Paul Diel, partant des travaux de ses illustres prédécesseurs, C.G. Jung en particulier, apporte à la Psychologie des Profondeurs l'essentiel de ce qui lui manque alors : une ossature théorique correctement hiérarchisée ainsi, corrélativement, qu'une méthode thérapeutique personnelle - et, pour ce que nous en savons, professionnelle - efficace et explicite. En outre, l'appui de sa théorie à la fois sur l'analyse comportementale et sur les plus grands témoignages de l'Esprit humain est extrêmement convaincant sur le plan intellectuel.

Eminemment structurante, la contribution de Paul Diel à la Psychologie des Profondeurs est essentielle, à l'égal de celles des autres Maîtres. Nous considérons ici qu'il n'y aura pas lieu dans l'avenir, dans le seul souci de l'efficacité, d'en modifier l'ossature théorique, et par conséquent la méthode thérapeutique associée.

 

Commentaires

* Il est un Maître - auquel, donc, les qualités citées plus haut peuvent être à bien des égards associées - que nous n'avons pas pris en référence ici, bien qu'en ayant cité le nom plusieurs fois et bien que ce nom soit le plus connu de tous. Il s'agit bien sûr de Sigmund Freud (Prizbor, Moravie, 6 mai 1856. Londres, 23 septembre 1939), père de la Psychanalyse.

Ce n'est pas le fruit d'un ostracisme de mauvais aloi mais la conséquence logique de la conclusion qu'il n'est pas sain d'aborder la Psychologie des Profondeurs par la Psychanalyse freudienne, du fait de son ossature théorique erronée et même corrosive (sans nier aucunement la force potentielle de la pulsion sexuelle). En effet, même adoucie par l'élargissement des concepts - cependant toujours chargés par une terminologie sexualisante - la théorie sexuelle des névroses n'est tout simplement pas vraie dans le cas général. Ne sont pas non plus retenues ici la seconde topique de Freud, la pulsion de mort, la primauté dans l'efficacité thérapeutique de "revivre" les traumatismes infantiles, par exemple.

Les problèmes psychologiques de Freud lui-même, les fins tragiques de plusieurs de ses disciples ainsi que les incessantes querelles d'écoles, marquées par un ostracisme dogmatique typiquement vaniteux, montrent par ailleurs un certain éloignement du monde de la Psychanalyse en général des valeurs spirituelles.

## Consigne
Relevez dans l'extrait sur Paul Diel tous les faits avancés comme signes d'un éloignement du monde de la Psychanalyse des valeurs spirituelles. Les lignes de données n'ont aucun lien avec l'extrait.

## Lignes de données
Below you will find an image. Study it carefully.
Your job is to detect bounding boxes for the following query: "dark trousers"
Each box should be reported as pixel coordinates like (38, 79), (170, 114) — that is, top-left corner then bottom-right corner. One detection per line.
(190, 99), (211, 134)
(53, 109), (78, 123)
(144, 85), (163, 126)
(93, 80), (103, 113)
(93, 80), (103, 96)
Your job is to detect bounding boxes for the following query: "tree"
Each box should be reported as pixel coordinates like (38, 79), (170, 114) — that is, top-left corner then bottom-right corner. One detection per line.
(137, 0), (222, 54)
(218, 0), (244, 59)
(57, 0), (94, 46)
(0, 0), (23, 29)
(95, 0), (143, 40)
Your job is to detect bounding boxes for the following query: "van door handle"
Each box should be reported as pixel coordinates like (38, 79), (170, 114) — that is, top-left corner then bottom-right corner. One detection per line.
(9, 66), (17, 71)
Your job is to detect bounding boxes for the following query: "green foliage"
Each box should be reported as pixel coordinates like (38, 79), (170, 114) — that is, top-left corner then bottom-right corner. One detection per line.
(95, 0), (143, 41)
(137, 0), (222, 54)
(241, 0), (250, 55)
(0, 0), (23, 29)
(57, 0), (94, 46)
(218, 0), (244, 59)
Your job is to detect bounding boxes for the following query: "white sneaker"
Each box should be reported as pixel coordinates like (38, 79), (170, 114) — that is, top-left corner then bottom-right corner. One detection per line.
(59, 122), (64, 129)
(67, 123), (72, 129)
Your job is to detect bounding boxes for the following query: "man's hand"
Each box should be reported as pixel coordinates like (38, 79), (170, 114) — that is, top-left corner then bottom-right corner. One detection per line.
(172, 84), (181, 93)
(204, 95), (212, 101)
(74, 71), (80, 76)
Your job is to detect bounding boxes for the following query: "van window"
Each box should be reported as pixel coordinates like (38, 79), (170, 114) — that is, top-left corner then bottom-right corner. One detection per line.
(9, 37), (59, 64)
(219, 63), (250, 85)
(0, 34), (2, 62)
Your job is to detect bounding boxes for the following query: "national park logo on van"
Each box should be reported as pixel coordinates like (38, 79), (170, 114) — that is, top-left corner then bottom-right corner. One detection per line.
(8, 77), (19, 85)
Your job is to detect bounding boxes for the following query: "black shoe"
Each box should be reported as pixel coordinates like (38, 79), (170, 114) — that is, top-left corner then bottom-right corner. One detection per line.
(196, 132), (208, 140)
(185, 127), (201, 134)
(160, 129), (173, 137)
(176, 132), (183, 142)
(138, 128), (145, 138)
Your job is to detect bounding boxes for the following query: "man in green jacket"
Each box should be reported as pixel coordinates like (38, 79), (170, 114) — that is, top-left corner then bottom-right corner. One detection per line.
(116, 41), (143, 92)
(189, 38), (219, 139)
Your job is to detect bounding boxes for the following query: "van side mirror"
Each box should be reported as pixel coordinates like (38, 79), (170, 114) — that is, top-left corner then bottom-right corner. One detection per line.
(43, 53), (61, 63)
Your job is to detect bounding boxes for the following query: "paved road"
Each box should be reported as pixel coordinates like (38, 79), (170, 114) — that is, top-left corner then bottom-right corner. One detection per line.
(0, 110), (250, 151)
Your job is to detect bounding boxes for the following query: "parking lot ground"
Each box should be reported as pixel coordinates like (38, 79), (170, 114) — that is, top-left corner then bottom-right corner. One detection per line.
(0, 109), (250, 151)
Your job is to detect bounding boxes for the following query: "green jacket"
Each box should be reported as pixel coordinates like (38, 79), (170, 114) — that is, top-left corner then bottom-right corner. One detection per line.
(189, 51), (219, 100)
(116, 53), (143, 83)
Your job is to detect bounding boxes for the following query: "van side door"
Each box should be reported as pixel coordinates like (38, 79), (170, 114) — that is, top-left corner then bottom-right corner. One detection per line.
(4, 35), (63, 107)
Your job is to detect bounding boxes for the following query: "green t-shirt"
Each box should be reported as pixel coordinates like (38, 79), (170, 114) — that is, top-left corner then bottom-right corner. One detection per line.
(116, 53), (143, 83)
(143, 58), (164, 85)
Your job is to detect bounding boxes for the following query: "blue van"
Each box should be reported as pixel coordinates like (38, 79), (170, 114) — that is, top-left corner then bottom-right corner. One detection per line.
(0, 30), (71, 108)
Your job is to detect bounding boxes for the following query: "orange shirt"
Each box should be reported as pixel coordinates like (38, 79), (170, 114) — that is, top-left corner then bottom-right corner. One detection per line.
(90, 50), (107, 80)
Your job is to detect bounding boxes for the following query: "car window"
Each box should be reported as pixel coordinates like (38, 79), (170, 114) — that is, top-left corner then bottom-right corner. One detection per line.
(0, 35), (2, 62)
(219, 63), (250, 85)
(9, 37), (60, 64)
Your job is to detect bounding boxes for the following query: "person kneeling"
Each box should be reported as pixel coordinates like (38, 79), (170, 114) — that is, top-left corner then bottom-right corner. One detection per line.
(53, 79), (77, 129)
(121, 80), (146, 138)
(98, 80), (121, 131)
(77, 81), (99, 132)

## Réponse rédigée
- Les problèmes psychologiques de Freud lui-même
- Les fins tragiques de plusieurs de ses disciples
- Les incessantes querelles d'écoles, marquées par un ostracisme dogmatique typiquement vaniteux